WORK ITEM:
Every record below is to be restated verbatim, though its images are not.

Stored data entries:
>>>>>

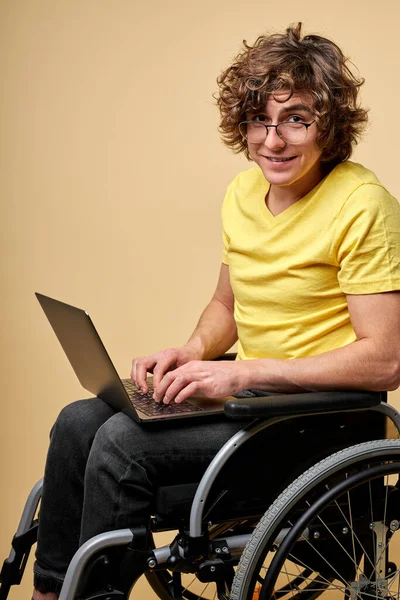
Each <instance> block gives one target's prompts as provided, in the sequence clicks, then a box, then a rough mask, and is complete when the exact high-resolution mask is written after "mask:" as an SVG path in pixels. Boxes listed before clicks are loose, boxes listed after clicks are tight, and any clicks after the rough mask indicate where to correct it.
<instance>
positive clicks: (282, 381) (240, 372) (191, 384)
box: [157, 292, 400, 403]
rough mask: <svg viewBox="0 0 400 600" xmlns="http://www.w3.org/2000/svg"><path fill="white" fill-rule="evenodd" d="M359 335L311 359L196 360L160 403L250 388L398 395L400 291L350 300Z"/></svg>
mask: <svg viewBox="0 0 400 600" xmlns="http://www.w3.org/2000/svg"><path fill="white" fill-rule="evenodd" d="M347 301H348V307H349V312H350V318H351V322H352V325H353V328H354V331H355V333H356V336H357V340H356V341H355V342H353V343H352V344H349V345H347V346H344V347H343V348H338V349H336V350H331V351H329V352H325V353H323V354H319V355H317V356H313V357H310V358H298V359H293V360H276V359H272V358H263V359H253V360H243V361H236V362H229V361H226V362H224V361H223V362H217V363H215V362H209V361H205V362H204V361H202V362H201V361H196V360H194V361H191V362H188V363H187V364H186V365H184V366H182V367H181V368H179V369H177V370H176V371H173V372H171V373H167V374H166V375H165V377H164V378H163V380H162V381H161V382H160V385H159V387H158V389H157V399H158V400H159V401H163V402H165V403H168V402H171V401H173V400H175V401H176V402H182V401H183V400H185V399H186V398H187V397H188V396H190V395H191V394H194V393H201V394H204V395H205V396H208V397H210V398H218V397H221V396H225V395H228V394H235V393H237V392H239V391H240V390H243V389H246V388H254V389H261V390H266V391H270V392H271V391H272V392H273V391H277V392H299V391H306V390H311V391H318V390H334V389H361V390H362V389H365V390H372V391H374V390H375V391H389V390H394V389H396V388H397V387H398V386H399V385H400V292H388V293H384V294H369V295H357V296H356V295H353V296H348V298H347Z"/></svg>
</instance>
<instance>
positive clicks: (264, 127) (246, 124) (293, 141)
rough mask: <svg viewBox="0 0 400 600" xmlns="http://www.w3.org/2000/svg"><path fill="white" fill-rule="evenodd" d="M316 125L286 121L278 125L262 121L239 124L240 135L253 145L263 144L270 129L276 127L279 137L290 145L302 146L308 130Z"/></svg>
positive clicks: (312, 123)
mask: <svg viewBox="0 0 400 600" xmlns="http://www.w3.org/2000/svg"><path fill="white" fill-rule="evenodd" d="M313 123H315V119H314V120H313V121H311V123H294V122H293V123H292V122H291V121H284V122H283V123H278V125H272V124H270V123H263V122H262V121H242V122H241V123H239V132H240V135H241V136H242V137H243V138H244V139H245V140H247V141H248V142H250V143H251V144H262V143H263V142H264V141H265V138H266V137H267V135H268V128H269V127H274V128H275V130H276V133H277V134H278V135H279V137H280V138H281V139H282V140H283V141H284V142H287V143H288V144H301V142H304V140H305V139H306V137H307V132H308V128H309V127H311V125H312V124H313Z"/></svg>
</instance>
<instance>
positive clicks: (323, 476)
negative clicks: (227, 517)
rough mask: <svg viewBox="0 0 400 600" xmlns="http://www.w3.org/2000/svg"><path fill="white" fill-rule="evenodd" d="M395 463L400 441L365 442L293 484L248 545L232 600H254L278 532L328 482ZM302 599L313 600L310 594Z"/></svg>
mask: <svg viewBox="0 0 400 600" xmlns="http://www.w3.org/2000/svg"><path fill="white" fill-rule="evenodd" d="M391 460H395V461H400V440H377V441H371V442H364V443H362V444H357V445H355V446H352V447H349V448H346V449H344V450H341V451H339V452H336V453H335V454H333V455H331V456H329V457H327V458H325V459H324V460H322V461H321V462H319V463H317V464H316V465H314V466H313V467H311V468H310V469H308V470H307V471H306V472H305V473H303V474H302V475H301V476H300V477H298V478H297V479H296V480H295V481H293V482H292V483H291V484H290V485H289V486H288V487H287V488H286V489H285V490H284V491H283V492H282V493H281V494H280V495H279V496H278V498H277V499H276V500H275V502H274V503H273V504H272V505H271V507H270V508H269V509H268V511H267V512H266V513H265V515H264V516H263V517H262V519H261V520H260V522H259V523H258V525H257V527H256V528H255V530H254V533H253V535H252V537H251V538H250V540H249V542H248V543H247V545H246V547H245V549H244V551H243V553H242V556H241V558H240V561H239V565H238V567H237V569H236V575H235V578H234V581H233V585H232V590H231V600H245V599H246V600H251V599H252V598H253V597H254V592H255V588H254V581H255V578H256V574H257V569H259V568H260V564H261V562H262V561H263V557H265V556H266V555H267V554H268V552H269V551H272V550H273V543H274V541H275V540H276V536H277V532H279V531H282V530H283V528H284V526H285V523H286V524H287V519H288V516H289V515H291V514H292V515H293V513H294V511H295V510H296V507H297V508H298V509H299V508H300V506H301V505H303V503H304V501H305V499H306V497H307V496H309V497H311V494H312V493H314V494H315V491H316V490H319V489H321V494H322V492H323V491H324V489H322V486H327V484H328V481H329V482H334V481H335V480H336V481H337V480H340V479H341V478H342V480H343V477H344V475H345V473H346V472H347V471H350V470H352V471H353V470H355V469H356V468H358V467H359V468H360V469H361V470H362V468H363V465H368V462H369V461H370V463H371V464H372V463H373V464H375V463H376V462H378V463H380V462H383V463H385V461H386V462H387V461H391ZM363 472H365V469H364V471H363ZM396 473H397V471H396ZM318 493H319V492H318ZM371 504H372V502H371ZM371 510H372V509H371ZM399 512H400V509H399ZM261 582H262V581H261ZM289 587H290V585H289ZM366 595H367V596H368V595H371V594H366ZM277 596H278V595H277ZM300 596H301V597H302V598H306V597H307V598H309V596H307V595H306V594H304V595H301V594H299V597H300ZM291 597H293V595H292V596H291ZM295 597H297V592H296V594H295Z"/></svg>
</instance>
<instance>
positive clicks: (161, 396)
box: [155, 369, 188, 404]
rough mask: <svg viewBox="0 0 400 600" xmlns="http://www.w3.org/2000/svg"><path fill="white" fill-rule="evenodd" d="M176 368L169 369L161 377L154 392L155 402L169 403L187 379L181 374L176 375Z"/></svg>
mask: <svg viewBox="0 0 400 600" xmlns="http://www.w3.org/2000/svg"><path fill="white" fill-rule="evenodd" d="M177 372H178V369H176V370H174V371H170V372H169V373H167V374H166V375H165V377H163V379H162V380H161V382H160V385H159V386H158V387H157V389H156V392H155V400H156V402H163V403H164V404H169V403H170V402H171V400H173V399H174V398H175V396H176V395H177V394H178V393H179V392H180V390H181V389H182V387H184V386H185V385H186V384H187V383H188V381H187V380H186V378H184V377H182V375H180V376H179V375H178V376H177Z"/></svg>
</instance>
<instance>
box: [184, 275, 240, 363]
mask: <svg viewBox="0 0 400 600" xmlns="http://www.w3.org/2000/svg"><path fill="white" fill-rule="evenodd" d="M233 306H234V297H233V292H232V288H231V284H230V279H229V267H228V265H224V264H222V265H221V270H220V273H219V278H218V283H217V287H216V290H215V292H214V295H213V297H212V299H211V301H210V303H209V304H208V305H207V307H206V308H205V310H204V312H203V313H202V315H201V317H200V320H199V322H198V324H197V326H196V329H195V330H194V332H193V333H192V335H191V336H190V338H189V341H188V342H187V345H188V346H193V347H196V348H198V349H199V351H200V353H201V356H200V358H201V359H202V360H211V359H213V358H216V357H217V356H220V355H221V354H223V353H224V352H226V351H227V350H229V348H231V346H232V345H233V344H234V343H235V342H236V340H237V329H236V323H235V320H234V318H233Z"/></svg>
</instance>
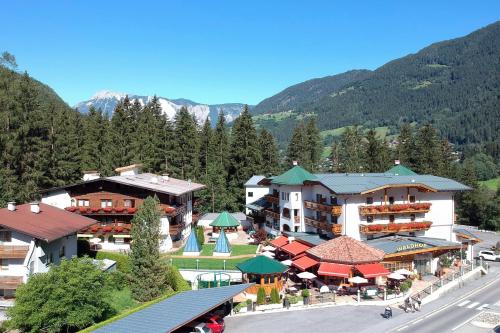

<<<<<

WRITTEN SOLUTION:
Each <instance> block gives one target's prompts as provided, in the sequence clicks, then a box, then a rough mask, and is complete when the exact high-resolution mask is written after "mask:" as an SVG path in pixels. Boxes listed before clicks are loose, boxes listed after clicks are tight, and any clicks after the rough mask indicate where to correct it.
<instance>
positive clicks: (282, 381) (240, 372) (191, 384)
box: [157, 292, 400, 403]
rough mask: <svg viewBox="0 0 400 600" xmlns="http://www.w3.org/2000/svg"><path fill="white" fill-rule="evenodd" d="M359 335L311 359L196 360L160 403L250 388L398 395L400 291L350 300Z"/></svg>
mask: <svg viewBox="0 0 400 600" xmlns="http://www.w3.org/2000/svg"><path fill="white" fill-rule="evenodd" d="M347 301H348V307H349V312H350V318H351V322H352V325H353V328H354V331H355V333H356V336H357V340H356V341H355V342H353V343H352V344H349V345H347V346H344V347H343V348H338V349H336V350H331V351H329V352H325V353H323V354H319V355H317V356H313V357H310V358H298V359H293V360H276V359H272V358H263V359H253V360H243V361H236V362H229V361H226V362H224V361H223V362H217V363H215V362H209V361H205V362H204V361H202V362H201V361H196V360H194V361H191V362H188V363H187V364H186V365H184V366H182V367H181V368H179V369H177V370H176V371H173V372H171V373H167V374H166V375H165V377H164V378H163V380H162V381H161V382H160V385H159V387H158V389H157V399H158V400H159V401H163V402H165V403H168V402H171V401H173V400H175V401H176V402H182V401H183V400H185V399H186V398H187V397H188V396H190V395H191V394H194V393H201V394H204V395H205V396H208V397H210V398H218V397H221V396H225V395H228V394H235V393H237V392H239V391H240V390H243V389H246V388H254V389H261V390H266V391H270V392H271V391H272V392H273V391H277V392H299V391H306V390H311V391H318V390H334V389H361V390H362V389H365V390H372V391H374V390H375V391H389V390H394V389H396V388H397V387H398V386H399V385H400V292H388V293H384V294H369V295H357V296H356V295H353V296H348V298H347Z"/></svg>
</instance>
<instance>
positive clicks: (264, 127) (246, 124) (293, 141)
rough mask: <svg viewBox="0 0 400 600" xmlns="http://www.w3.org/2000/svg"><path fill="white" fill-rule="evenodd" d="M316 125L286 121L278 125L262 121L239 124L240 135L253 145L263 144L270 129L276 127L279 137L290 145L302 146L308 130Z"/></svg>
positive clicks: (312, 123)
mask: <svg viewBox="0 0 400 600" xmlns="http://www.w3.org/2000/svg"><path fill="white" fill-rule="evenodd" d="M313 123H315V119H314V120H313V121H311V123H294V122H293V123H292V122H291V121H284V122H283V123H278V125H272V124H270V123H263V122H262V121H242V122H241V123H239V132H240V135H241V136H242V137H243V138H244V139H245V140H247V141H248V142H250V143H251V144H262V143H263V142H264V141H265V138H266V137H267V135H268V128H269V127H274V128H275V130H276V133H277V134H278V135H279V137H280V138H281V139H282V140H283V141H284V142H287V143H288V144H301V142H304V140H305V139H306V137H307V132H308V128H309V127H311V125H312V124H313Z"/></svg>
</instance>
<instance>
positive clicks: (323, 476)
negative clicks: (227, 517)
rough mask: <svg viewBox="0 0 400 600" xmlns="http://www.w3.org/2000/svg"><path fill="white" fill-rule="evenodd" d="M395 463L400 441L365 442L293 484L248 545L232 600H254L278 532L328 482ZM302 599L313 600L310 594Z"/></svg>
mask: <svg viewBox="0 0 400 600" xmlns="http://www.w3.org/2000/svg"><path fill="white" fill-rule="evenodd" d="M391 460H395V461H400V440H377V441H371V442H364V443H362V444H357V445H355V446H352V447H349V448H346V449H344V450H341V451H339V452H336V453H335V454H333V455H331V456H329V457H327V458H325V459H324V460H322V461H321V462H319V463H317V464H316V465H314V466H313V467H311V468H310V469H308V470H307V471H306V472H305V473H303V474H302V475H301V476H300V477H298V478H297V479H296V480H295V481H293V482H292V483H291V484H290V485H289V486H288V487H287V488H286V489H285V490H284V491H283V492H282V493H281V494H280V495H279V496H278V498H277V499H276V500H275V502H274V503H273V504H272V505H271V507H270V508H269V509H268V511H267V512H266V513H265V515H264V516H263V517H262V519H261V520H260V522H259V523H258V525H257V527H256V528H255V530H254V533H253V535H252V537H251V538H250V540H249V542H248V543H247V545H246V547H245V549H244V551H243V553H242V556H241V558H240V561H239V565H238V567H237V569H236V575H235V578H234V581H233V585H232V590H231V600H245V599H246V600H251V599H252V598H253V597H254V592H255V588H254V581H255V578H256V574H257V569H259V568H260V564H261V562H262V561H263V557H265V556H266V555H267V554H268V552H269V551H272V550H273V543H274V541H275V540H276V536H277V532H279V531H282V530H283V528H284V526H285V523H286V524H287V519H288V516H289V515H291V514H292V515H293V513H294V511H295V510H296V507H297V508H298V509H299V508H300V506H301V505H303V503H304V501H305V499H306V497H307V496H309V497H311V494H312V493H314V494H315V491H316V490H319V489H321V494H322V492H323V491H324V489H322V486H327V484H328V481H329V482H334V481H335V480H336V481H337V480H340V479H341V478H342V480H343V477H344V475H345V473H346V472H347V471H350V470H352V471H353V470H355V469H356V468H358V467H359V468H360V469H361V470H362V468H363V465H368V462H369V461H370V463H371V464H372V463H373V464H375V463H376V462H378V463H380V462H383V463H385V461H386V462H387V461H391ZM363 472H365V469H364V471H363ZM396 473H397V471H396ZM318 493H319V492H318ZM371 504H372V502H371ZM371 510H372V509H371ZM399 512H400V509H399ZM261 582H262V581H261ZM289 587H290V585H289ZM366 595H367V596H368V595H371V594H366ZM277 596H278V595H277ZM300 596H301V597H302V598H306V597H307V598H309V596H307V595H306V594H304V595H301V594H299V597H300ZM291 597H293V595H292V596H291ZM295 597H297V592H296V594H295Z"/></svg>
</instance>
<instance>
positive clicks: (161, 396)
box: [155, 369, 188, 404]
rough mask: <svg viewBox="0 0 400 600" xmlns="http://www.w3.org/2000/svg"><path fill="white" fill-rule="evenodd" d="M176 368L169 369L161 377L154 392L155 402L169 403L187 379L181 374L176 375Z"/></svg>
mask: <svg viewBox="0 0 400 600" xmlns="http://www.w3.org/2000/svg"><path fill="white" fill-rule="evenodd" d="M177 372H178V369H176V370H174V371H170V372H169V373H167V374H166V375H165V377H163V379H162V380H161V382H160V385H159V386H158V387H157V389H156V392H155V400H156V402H163V403H164V404H169V403H170V402H171V400H173V399H174V398H175V396H176V395H177V394H178V393H179V392H180V390H181V389H182V387H184V386H185V385H186V384H187V383H188V381H187V380H186V378H184V377H182V375H180V376H179V375H178V376H177Z"/></svg>
</instance>
<instance>
box: [184, 275, 240, 363]
mask: <svg viewBox="0 0 400 600" xmlns="http://www.w3.org/2000/svg"><path fill="white" fill-rule="evenodd" d="M233 306H234V297H233V292H232V288H231V284H230V279H229V267H228V265H224V264H222V265H221V270H220V273H219V278H218V283H217V287H216V290H215V292H214V295H213V297H212V299H211V301H210V303H209V304H208V305H207V307H206V308H205V310H204V312H203V313H202V315H201V317H200V320H199V322H198V324H197V326H196V329H195V330H194V332H193V333H192V335H191V336H190V338H189V341H188V342H187V345H188V346H193V347H196V348H198V349H199V351H200V353H201V356H200V358H201V359H202V360H211V359H213V358H216V357H217V356H220V355H221V354H223V353H224V352H226V351H227V350H229V348H231V346H232V345H233V344H234V343H235V342H236V340H237V329H236V323H235V320H234V318H233Z"/></svg>
</instance>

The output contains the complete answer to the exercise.